Exercise passage -
--- START ---

10x Xenium: How It Works and Changes Biology

10x Xenium is a technology developed by 10x Genomics, a company known for its single-cell analysis tools. It advances biological research by allowing observation of biological processes directly within natural tissue environments. The platform visualizes and helps understand complex tissue interactions, overcoming limitations of traditional methods that disrupt tissue architecture. Xenium In Situ provides insights into how cells function and organize within their native context.

Understanding Spatial Biology

Traditional biological research methods analyzed cells or molecules after removal from their original tissue location. Techniques like bulk RNA sequencing provide average gene activity across a sample, but discard crucial spatial information. Even single-cell RNA sequencing, while detailed, typically requires tissue dissociation, losing spatial arrangement. This loss obscures cell interactions, signal exchange, and how organization influences biological functions.

Spatial arrangement of cells and molecules is fundamental to understanding biological systems in health and disease. In organs like the brain or a tumor, precise cell and molecule location dictates function and interaction. Without this, comprehending organ development, disease progression, or tissue response to therapeutics is challenging. Spatial biology bridges this gap by studying biomolecules and cells directly within their native 3D context, providing a complete picture of biological complexity. It maps molecular component distribution, revealing how cellular interactions determine tissue structure and organization.

How Xenium In Situ Works

The 10x Xenium platform visualizes RNA molecules directly within tissue sections, preserving spatial information. It precisely maps the location and identity of thousands of RNA transcripts simultaneously, providing a detailed molecular snapshot. Specialized probes bind to target RNA molecules within prepared tissue sections.

After probes bind, a four-step authentication process, including padlock probes and rolling circle amplification, ensures high sensitivity and specificity. Amplification creates a robust signal for advanced imaging. Successive rounds of fluorescent probe hybridization and imaging decode each RNA transcript’s unique molecular barcode, allowing identification and precise localization. This imaging and decoding generates high-resolution subcellular data, showing individual RNA molecule locations within a cell. The platform is compatible with fresh frozen and formalin-fixed, paraffin-embedded (FFPE) tissue sections, adapting it for various research samples.

--- END ---

Parts of the exercise -
A) Transcribe the Xenium article word for word, covering the stretch from "10x Xenium is" through "their native context.".
B) Go on with the article on 10x Xenium, beginning right after its final sentence.
The data that comes next is separate material and has nothing to do with the Xenium article.

Dataset extract -
--- START ---

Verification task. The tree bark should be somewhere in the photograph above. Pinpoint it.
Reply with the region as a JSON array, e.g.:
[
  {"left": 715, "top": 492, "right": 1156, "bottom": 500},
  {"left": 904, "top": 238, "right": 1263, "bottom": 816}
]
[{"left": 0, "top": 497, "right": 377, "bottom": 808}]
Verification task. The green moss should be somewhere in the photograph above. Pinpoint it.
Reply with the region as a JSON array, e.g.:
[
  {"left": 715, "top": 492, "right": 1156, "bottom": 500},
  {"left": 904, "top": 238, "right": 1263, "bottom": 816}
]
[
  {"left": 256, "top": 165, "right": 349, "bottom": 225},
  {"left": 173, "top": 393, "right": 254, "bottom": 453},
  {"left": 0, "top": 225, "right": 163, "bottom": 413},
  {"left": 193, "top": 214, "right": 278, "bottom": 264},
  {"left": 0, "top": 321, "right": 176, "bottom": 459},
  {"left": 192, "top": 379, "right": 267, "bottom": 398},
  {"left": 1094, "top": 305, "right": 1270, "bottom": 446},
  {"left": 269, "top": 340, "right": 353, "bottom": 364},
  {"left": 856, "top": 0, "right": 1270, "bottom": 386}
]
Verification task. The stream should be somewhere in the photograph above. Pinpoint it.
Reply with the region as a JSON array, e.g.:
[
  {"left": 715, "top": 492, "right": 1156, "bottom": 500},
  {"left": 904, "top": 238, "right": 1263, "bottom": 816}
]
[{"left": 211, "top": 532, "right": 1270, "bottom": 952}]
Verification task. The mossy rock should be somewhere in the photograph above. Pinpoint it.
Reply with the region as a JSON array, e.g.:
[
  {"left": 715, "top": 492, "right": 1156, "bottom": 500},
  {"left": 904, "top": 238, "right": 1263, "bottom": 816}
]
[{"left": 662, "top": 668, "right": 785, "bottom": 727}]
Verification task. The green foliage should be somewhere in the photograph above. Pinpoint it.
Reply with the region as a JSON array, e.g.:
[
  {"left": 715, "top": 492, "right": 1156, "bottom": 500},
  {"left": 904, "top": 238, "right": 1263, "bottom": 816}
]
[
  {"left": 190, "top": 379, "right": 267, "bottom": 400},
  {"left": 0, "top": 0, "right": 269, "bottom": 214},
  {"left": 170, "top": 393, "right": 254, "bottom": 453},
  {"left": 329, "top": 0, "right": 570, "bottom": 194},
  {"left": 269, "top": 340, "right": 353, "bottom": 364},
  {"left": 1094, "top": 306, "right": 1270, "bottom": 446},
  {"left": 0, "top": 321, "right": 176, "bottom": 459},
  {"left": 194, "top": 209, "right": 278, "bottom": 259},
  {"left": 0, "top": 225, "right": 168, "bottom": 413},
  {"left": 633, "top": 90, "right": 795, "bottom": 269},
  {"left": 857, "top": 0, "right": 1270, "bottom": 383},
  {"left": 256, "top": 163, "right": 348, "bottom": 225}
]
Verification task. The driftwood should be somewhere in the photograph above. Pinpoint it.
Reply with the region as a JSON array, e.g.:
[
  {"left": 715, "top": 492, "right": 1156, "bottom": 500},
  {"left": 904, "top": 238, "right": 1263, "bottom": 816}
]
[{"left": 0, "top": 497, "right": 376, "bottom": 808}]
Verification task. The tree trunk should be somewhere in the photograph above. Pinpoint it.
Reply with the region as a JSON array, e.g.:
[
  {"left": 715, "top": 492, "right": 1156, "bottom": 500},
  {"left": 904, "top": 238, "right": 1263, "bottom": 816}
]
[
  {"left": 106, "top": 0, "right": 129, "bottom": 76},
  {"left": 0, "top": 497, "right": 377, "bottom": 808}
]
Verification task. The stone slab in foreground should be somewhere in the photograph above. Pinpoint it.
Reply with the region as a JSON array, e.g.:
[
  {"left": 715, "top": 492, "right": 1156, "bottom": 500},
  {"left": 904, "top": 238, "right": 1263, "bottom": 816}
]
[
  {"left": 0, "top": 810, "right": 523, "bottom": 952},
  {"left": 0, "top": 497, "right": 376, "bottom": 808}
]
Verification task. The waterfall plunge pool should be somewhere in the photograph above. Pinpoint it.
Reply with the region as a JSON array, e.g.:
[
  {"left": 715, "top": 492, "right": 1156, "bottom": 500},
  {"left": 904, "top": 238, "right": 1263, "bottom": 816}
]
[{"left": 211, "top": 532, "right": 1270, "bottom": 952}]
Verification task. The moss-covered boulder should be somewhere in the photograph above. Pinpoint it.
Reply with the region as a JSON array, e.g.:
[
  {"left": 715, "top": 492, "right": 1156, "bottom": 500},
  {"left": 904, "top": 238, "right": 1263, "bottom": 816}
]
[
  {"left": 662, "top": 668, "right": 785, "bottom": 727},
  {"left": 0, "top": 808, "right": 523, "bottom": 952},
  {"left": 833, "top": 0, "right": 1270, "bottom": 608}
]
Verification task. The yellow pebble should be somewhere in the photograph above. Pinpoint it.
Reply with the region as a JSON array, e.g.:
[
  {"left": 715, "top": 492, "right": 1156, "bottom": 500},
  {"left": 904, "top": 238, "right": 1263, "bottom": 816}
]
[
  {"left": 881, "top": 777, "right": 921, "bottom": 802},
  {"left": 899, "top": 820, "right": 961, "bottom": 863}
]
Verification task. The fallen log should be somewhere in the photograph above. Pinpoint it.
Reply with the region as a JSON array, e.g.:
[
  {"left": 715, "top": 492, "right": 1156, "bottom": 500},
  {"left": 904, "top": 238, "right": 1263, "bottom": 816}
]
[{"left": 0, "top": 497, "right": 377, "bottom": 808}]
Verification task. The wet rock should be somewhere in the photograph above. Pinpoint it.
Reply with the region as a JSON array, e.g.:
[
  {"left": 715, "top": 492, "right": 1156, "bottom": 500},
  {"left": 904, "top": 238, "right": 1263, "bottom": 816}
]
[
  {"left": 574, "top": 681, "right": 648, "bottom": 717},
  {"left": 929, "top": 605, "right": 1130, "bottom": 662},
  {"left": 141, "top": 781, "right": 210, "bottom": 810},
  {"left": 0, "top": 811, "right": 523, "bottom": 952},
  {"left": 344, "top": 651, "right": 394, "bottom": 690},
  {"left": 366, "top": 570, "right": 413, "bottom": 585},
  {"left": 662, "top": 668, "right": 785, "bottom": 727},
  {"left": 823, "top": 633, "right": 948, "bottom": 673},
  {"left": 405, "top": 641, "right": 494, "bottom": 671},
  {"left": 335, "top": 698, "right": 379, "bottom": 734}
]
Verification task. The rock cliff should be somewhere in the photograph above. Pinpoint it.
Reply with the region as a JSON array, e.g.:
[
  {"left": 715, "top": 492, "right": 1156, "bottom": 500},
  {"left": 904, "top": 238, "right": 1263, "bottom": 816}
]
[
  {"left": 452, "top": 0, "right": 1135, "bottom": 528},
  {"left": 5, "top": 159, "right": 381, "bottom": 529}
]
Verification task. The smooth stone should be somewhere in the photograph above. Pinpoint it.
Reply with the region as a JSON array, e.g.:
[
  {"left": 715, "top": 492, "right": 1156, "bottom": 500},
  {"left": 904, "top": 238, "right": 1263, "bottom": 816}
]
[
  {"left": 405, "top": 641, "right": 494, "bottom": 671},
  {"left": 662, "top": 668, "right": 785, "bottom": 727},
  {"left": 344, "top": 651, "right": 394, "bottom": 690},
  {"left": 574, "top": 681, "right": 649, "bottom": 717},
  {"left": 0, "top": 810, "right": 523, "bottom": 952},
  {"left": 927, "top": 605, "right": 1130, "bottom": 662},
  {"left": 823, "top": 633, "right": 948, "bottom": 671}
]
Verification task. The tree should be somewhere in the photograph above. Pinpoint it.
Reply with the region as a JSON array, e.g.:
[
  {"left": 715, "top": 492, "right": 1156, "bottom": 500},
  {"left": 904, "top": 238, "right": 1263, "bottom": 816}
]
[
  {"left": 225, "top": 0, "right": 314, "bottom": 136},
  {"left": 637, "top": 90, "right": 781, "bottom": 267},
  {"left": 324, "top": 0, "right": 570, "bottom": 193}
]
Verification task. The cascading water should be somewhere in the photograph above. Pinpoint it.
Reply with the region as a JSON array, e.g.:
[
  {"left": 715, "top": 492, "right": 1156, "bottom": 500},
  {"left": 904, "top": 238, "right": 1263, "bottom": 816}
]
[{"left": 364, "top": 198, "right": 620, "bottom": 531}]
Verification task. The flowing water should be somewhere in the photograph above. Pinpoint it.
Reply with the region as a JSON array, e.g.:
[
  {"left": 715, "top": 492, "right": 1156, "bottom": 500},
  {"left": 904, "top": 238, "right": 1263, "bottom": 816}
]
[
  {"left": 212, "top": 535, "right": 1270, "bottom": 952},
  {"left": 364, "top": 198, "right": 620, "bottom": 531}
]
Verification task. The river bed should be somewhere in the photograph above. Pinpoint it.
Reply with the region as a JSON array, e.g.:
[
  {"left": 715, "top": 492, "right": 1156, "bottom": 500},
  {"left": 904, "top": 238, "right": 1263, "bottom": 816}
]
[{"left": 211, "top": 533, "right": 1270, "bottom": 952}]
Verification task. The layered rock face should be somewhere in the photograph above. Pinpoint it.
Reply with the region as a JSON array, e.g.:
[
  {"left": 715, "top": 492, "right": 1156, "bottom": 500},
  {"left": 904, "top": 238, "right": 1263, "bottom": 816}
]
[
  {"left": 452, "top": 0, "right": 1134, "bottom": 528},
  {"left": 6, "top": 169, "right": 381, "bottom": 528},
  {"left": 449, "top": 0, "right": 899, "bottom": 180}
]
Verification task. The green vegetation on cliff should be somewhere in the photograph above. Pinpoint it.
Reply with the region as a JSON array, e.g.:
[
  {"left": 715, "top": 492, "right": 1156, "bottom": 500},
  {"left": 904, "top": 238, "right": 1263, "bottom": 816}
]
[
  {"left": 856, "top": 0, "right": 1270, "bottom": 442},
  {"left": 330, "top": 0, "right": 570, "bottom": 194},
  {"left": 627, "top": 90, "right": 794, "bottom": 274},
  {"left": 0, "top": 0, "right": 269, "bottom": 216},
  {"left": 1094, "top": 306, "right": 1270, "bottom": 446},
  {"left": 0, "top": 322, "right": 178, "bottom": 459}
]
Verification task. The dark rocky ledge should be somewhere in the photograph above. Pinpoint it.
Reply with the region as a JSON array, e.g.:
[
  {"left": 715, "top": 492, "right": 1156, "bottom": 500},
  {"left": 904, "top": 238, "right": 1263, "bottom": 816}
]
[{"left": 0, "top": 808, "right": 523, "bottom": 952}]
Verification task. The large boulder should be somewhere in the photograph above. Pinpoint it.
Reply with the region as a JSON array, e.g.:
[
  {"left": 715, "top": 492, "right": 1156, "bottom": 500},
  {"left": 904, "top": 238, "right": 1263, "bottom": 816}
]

--- END ---

Numbered answers -
A)
10x Xenium is a technology developed by 10x Genomics, a company known for its single-cell analysis tools. It advances biological research by allowing observation of biological processes directly within natural tissue environments. The platform visualizes and helps understand complex tissue interactions, overcoming limitations of traditional methods that disrupt tissue architecture. Xenium In Situ provides insights into how cells function and organize within their native context.

B)
Revolutionizing Biological Discovery

The 10x Xenium platform enables new discoveries across biological and medical research, providing previously unattainable insights. In cancer research, Xenium dissects the tumor microenvironment by visualizing spatial relationships between cancer cells, immune cells, and stromal components. This detailed mapping reveals how tumors grow, resist therapies, and interact with the immune system, potentially identifying new biomarkers and treatment strategies. It allows for the analysis of heterogeneous tumor and immune environments directly within the original tissue.

In neuroscience, Xenium maps diverse cell types and connections within brain tissue, offering a deeper understanding of brain function and neurodegenerative diseases. Researchers localize molecularly defined cell types within brain structures, uncovering insights into brain development and disease progression. This detail helps characterize unique brain-region and disease-associated neural cell types.

Developmental biology benefits as Xenium allows observation of tissue formation and cellular differentiation with spatial precision. A recent study used Xenium to gain insights into cellular mechanisms regulating secondary palate formation, relevant to conditions like cleft palate. This helps researchers understand how cell types organize and interact to form complex structures during development.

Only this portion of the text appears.